▶ _Stated exercise_
Pull out every line in the records below that contains the word "instance", counting only matches with the same capitalization.

▶ _Records shown_
----

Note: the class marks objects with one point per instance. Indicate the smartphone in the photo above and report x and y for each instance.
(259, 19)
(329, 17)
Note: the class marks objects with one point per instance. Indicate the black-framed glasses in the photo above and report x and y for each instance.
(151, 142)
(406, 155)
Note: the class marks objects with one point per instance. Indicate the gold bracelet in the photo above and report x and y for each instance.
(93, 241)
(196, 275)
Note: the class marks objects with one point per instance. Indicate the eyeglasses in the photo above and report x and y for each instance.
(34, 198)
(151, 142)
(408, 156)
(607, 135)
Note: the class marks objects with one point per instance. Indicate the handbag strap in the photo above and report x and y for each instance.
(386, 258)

----

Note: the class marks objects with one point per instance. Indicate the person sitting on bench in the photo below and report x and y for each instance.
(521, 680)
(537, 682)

----

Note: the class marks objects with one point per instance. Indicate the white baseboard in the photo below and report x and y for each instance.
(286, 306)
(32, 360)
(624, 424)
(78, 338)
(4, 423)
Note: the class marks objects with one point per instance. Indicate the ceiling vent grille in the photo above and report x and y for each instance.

----

▶ _Result for this exercise_
Note: the class marks objects with one point per instance. Indicate the smartphone in the photo above and report x and y for each instance.
Note: the class marks objects with one point per instance. Indicate the black-framed glasses in the photo above and report x and y for each instance.
Note: the class marks objects with one point per instance. Indicate the gold bracelet in the photo above and report x and y for each instance.
Note: the class marks objects with one point per instance. Indicate the eyeglasses in the photo above and report x and y for each instance.
Note: the class marks objects with one point per instance. Indicate the handbag strap in the photo above and report x and y for each instance.
Note: the class marks objects with one point per instance. Indicate the person sitting on bench in the photo below and report x and y for each instance.
Note: the class marks objects with one point per instance. Indicate the white baseboard in the photo below and report x and y for each instance.
Note: the class marks objects with one point per instance. Indicate the ceiling vent grille in the photo above and report x and y for each instance.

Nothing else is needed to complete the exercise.